### What to do
**1)** List the step headings that appear in the matrix problem below.
**2)** Copy word for word the stretch of the matrix problem below from "For matrices with" through "and inverse calculations.".

### Given text

====

Question

If \( A = \begin{bmatrix} 1 & \cot x \\ -\cot x & 1 \end{bmatrix} \), show that \( A^T A^{-1} = \begin{bmatrix} -\cos 2x & -\sin 2x \\ \sin 2x & -\cos 2x \end{bmatrix}. \)

Hint:

For matrices with trigonometric elements, use trigonometric identities like \( 1 - \cot^2 x = -\cos 2x \) to simplify determinant and inverse calculations.

Answer 1

Step 1: Compute the transpose of \( A \).
The matrix \( A \) is: \[ A = \begin{bmatrix} 1 & \cot x \\ -\cot x & 1 \end{bmatrix}. \] The transpose of \( A \) is: \[ A^T = \begin{bmatrix} 1 & -\cot x \\ \cot x & 1 \end{bmatrix}. \] Step 2: Compute the determinant of \( A \).
\[ \text{det}(A) = (1)(1) - (-\cot x)(\cot x) = 1 - \cot^2 x. \] Using the trigonometric identity \( 1 + \cot^2 x = \csc^2 x \), we get: \[ \text{det}(A) = \frac{-\cos 2x}{\sin^2 x}. \] Step 3: Compute the inverse of \( A \).

====

### Data extract
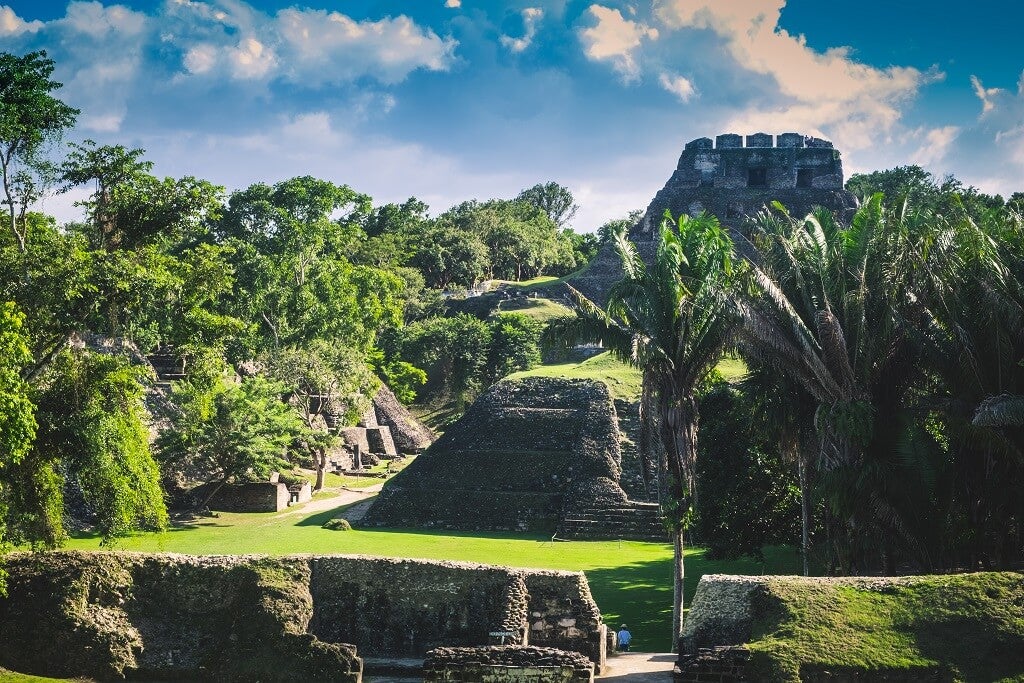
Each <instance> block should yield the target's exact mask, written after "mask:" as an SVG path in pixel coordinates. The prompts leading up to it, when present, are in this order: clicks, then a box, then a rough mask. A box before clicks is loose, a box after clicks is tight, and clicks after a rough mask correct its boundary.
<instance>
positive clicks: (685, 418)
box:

====

### Task-by-task solutions
**1)**
Step 1: Compute the transpose of A.
Step 2: Compute the determinant of A.
Step 3: Compute the inverse of A.

**2)**
For matrices with trigonometric elements, use trigonometric identities like \( 1 - \cot^2 x = -\cos 2x \) to simplify determinant and inverse calculations.